Copies of all lines that contain "picture" are needed; take them from the data below.

*** Opening of DATA UNDER STUDY ***

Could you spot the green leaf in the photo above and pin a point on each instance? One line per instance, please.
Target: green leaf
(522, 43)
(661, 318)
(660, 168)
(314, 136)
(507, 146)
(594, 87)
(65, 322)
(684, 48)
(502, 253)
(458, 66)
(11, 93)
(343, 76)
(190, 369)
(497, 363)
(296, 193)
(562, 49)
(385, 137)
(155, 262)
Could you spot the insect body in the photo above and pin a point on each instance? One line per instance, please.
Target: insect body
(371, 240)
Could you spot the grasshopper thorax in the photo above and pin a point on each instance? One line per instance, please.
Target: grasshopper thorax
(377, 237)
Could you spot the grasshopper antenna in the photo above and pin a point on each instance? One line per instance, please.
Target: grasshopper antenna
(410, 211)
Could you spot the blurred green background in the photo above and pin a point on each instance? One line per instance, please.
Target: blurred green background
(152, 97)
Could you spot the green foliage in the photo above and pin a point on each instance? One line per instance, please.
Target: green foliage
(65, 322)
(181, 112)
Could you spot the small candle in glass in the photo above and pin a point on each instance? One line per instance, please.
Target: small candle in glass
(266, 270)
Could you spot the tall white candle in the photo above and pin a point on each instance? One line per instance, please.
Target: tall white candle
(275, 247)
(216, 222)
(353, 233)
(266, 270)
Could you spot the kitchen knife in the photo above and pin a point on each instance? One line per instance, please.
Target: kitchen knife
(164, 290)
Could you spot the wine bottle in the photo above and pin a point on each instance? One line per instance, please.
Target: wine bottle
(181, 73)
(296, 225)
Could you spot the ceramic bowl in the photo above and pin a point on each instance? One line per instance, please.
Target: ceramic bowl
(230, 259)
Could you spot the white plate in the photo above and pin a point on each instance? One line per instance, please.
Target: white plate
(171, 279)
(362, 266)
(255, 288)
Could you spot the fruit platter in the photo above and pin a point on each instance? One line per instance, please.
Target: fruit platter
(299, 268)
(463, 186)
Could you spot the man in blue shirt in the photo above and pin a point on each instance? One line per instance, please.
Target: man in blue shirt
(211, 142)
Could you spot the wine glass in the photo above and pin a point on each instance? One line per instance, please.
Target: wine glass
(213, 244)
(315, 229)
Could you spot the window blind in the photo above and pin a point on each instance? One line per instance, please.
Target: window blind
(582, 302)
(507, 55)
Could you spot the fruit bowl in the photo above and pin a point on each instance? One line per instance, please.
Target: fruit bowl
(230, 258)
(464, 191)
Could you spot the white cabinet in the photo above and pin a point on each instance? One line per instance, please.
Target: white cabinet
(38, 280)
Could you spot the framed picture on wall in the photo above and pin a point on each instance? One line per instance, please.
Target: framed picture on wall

*** Close of DATA UNDER STUDY ***

## EXERCISE SOLUTION:
Could you spot the framed picture on wall in the photo above and pin a point on each instance? One line per instance, please.
Target: framed picture on wall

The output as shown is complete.